[Data records]
-------

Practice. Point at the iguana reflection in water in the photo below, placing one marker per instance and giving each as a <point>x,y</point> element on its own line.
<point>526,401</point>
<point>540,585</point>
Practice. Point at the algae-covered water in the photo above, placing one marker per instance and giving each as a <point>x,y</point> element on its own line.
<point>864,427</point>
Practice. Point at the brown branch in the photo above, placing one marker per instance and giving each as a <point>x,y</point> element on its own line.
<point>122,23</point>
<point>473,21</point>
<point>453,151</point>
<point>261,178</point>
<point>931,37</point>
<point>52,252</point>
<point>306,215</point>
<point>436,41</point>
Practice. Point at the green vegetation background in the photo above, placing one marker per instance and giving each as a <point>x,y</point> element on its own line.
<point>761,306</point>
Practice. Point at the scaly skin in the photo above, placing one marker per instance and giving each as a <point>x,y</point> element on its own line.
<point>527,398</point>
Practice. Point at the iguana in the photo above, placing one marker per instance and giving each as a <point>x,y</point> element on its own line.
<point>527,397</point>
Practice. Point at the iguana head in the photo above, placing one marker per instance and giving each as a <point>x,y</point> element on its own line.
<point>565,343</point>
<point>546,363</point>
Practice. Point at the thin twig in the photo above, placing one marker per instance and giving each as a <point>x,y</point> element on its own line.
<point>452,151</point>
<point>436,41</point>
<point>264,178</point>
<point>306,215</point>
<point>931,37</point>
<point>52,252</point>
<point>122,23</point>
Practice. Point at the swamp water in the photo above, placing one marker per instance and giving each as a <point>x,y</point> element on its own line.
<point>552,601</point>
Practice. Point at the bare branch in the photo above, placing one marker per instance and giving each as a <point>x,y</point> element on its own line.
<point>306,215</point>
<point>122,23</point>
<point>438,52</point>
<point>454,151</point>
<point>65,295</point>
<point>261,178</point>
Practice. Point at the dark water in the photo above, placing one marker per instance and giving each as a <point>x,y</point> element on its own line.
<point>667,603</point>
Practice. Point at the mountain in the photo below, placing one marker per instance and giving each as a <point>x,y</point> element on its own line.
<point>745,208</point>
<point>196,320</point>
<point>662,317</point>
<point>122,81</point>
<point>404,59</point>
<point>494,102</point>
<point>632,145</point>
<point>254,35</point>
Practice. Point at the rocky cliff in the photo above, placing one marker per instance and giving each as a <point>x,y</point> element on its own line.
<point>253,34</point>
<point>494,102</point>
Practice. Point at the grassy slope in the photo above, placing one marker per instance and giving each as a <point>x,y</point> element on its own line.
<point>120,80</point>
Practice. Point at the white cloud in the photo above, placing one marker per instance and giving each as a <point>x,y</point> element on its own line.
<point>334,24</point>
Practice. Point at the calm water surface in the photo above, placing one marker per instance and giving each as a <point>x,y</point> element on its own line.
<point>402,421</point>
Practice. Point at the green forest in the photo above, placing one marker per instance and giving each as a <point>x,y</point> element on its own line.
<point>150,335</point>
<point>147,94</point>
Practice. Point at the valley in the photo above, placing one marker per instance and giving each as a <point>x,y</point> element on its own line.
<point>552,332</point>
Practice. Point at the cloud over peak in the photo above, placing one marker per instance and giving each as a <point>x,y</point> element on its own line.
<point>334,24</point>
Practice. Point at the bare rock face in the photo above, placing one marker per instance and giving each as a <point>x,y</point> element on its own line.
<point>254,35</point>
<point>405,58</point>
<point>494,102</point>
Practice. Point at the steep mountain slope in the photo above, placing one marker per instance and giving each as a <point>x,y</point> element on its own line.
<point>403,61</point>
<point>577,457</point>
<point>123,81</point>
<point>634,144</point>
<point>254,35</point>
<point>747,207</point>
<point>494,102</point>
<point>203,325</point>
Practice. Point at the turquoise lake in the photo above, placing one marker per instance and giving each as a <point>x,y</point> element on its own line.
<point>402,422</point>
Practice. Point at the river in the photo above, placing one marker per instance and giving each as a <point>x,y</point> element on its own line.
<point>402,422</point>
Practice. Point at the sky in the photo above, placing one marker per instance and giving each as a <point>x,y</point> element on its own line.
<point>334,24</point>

-------

The problem –
Give back each line above precisely as it stands.

Exercise response –
Practice. Point at the iguana reflection in water in the photo below, placing one marker per instance and giving each as a <point>x,y</point> element on its own line.
<point>526,401</point>
<point>540,585</point>
Practice. Point at the algae-covered water in the photo above, placing one marker per instance and giving each as a <point>x,y</point> element on its own line.
<point>864,427</point>
Practice. Point at the brown branch in the photo above, placing one marker per instance and giving each as a <point>x,y</point> element on its own line.
<point>122,23</point>
<point>473,21</point>
<point>453,151</point>
<point>261,178</point>
<point>931,37</point>
<point>52,252</point>
<point>306,215</point>
<point>436,41</point>
Practice. Point at the green vegetation background in the photo above, placing one marker per instance and giving each as a <point>x,y</point> element on its own line.
<point>761,306</point>
Practice. Point at the scaly skin in the photo above, placing one marker per instance and giving each as a <point>x,y</point> element on its own line.
<point>527,398</point>
Practice. Point at the iguana in the photo above, placing one marker per instance and giving each as a <point>x,y</point> element on its own line.
<point>527,397</point>
Practice. Point at the iguana head in the photo above, placing one marker per instance and giving each as a <point>x,y</point> element on its own line.
<point>565,343</point>
<point>546,363</point>
Practice. Point at the thin twig in the photo above, placing one marker per instance and giving each as a <point>x,y</point> element on its own line.
<point>452,151</point>
<point>436,41</point>
<point>264,178</point>
<point>306,215</point>
<point>931,37</point>
<point>52,252</point>
<point>122,23</point>
Practice. Point at the swamp water in the photo above, placing one marker per instance and giving each as a <point>x,y</point> element on its own line.
<point>552,601</point>
Practice. Point at the bare branch in the photo above, placing one marker per instance and giving each as a <point>x,y</point> element on its own line.
<point>306,215</point>
<point>122,23</point>
<point>438,52</point>
<point>454,151</point>
<point>65,295</point>
<point>261,178</point>
Practice. Point at the dark water in the photo above, placing one marker per instance and giving each as a <point>x,y</point> element on its own line.
<point>667,603</point>
Practice. Point at the mountain in the photo below, placing one marker per instance and giving each as a <point>x,y</point> element on its own line.
<point>745,208</point>
<point>196,320</point>
<point>662,317</point>
<point>122,81</point>
<point>404,59</point>
<point>494,102</point>
<point>632,145</point>
<point>254,35</point>
Practice. Point at the rocky cliff in the photo above, placing one marker per instance and giving each as a <point>x,y</point> element on its own line.
<point>253,34</point>
<point>494,102</point>
Practice. Point at the grassy slope in the photo above, placing one marker per instance and giving each as a <point>x,y</point> element on its own line.
<point>120,80</point>
Practice. Point at the white cloud in the photo above, placing one marker per instance and giving each as a <point>x,y</point> element on its own line.
<point>334,24</point>
Practice. Point at the calm water surface in the photo above, placing one marker per instance and giving each as a <point>x,y</point> element on its own line.
<point>402,421</point>
Practice. Point at the green forest in the photo above, placing one marker per instance and giving each as a <point>x,y</point> element on its own line.
<point>150,335</point>
<point>147,94</point>
Practice. Point at the valley in the photo above, placing one marker per instance and giving each as a <point>x,y</point> element on its own line.
<point>552,332</point>
Practice. Point at the cloud over peak in the photo above, placing one marker per instance and giving each as a <point>x,y</point> element on its own line.
<point>334,24</point>
Practice. Point at the bare rock face in the photo above, placing one marker per instance and giving each as a <point>x,y</point> element on its own line.
<point>254,35</point>
<point>405,58</point>
<point>494,102</point>
Practice. Point at the steep mountain slope in the photo above, placing one marker per instance and giving each as a <point>x,y</point> element on its own line.
<point>403,61</point>
<point>577,457</point>
<point>123,81</point>
<point>634,144</point>
<point>254,35</point>
<point>747,207</point>
<point>494,102</point>
<point>203,325</point>
Practice. Point at the turquoise lake in the photo above, placing one marker per instance and giving each as a <point>x,y</point> element on its own line.
<point>402,422</point>
Practice. Point at the river in the photo above, placing one marker per instance and giving each as a <point>x,y</point> element on its own line.
<point>402,422</point>
Practice. Point at the sky in the photo above, placing one marker per instance and giving each as a <point>x,y</point> element on its own line.
<point>334,24</point>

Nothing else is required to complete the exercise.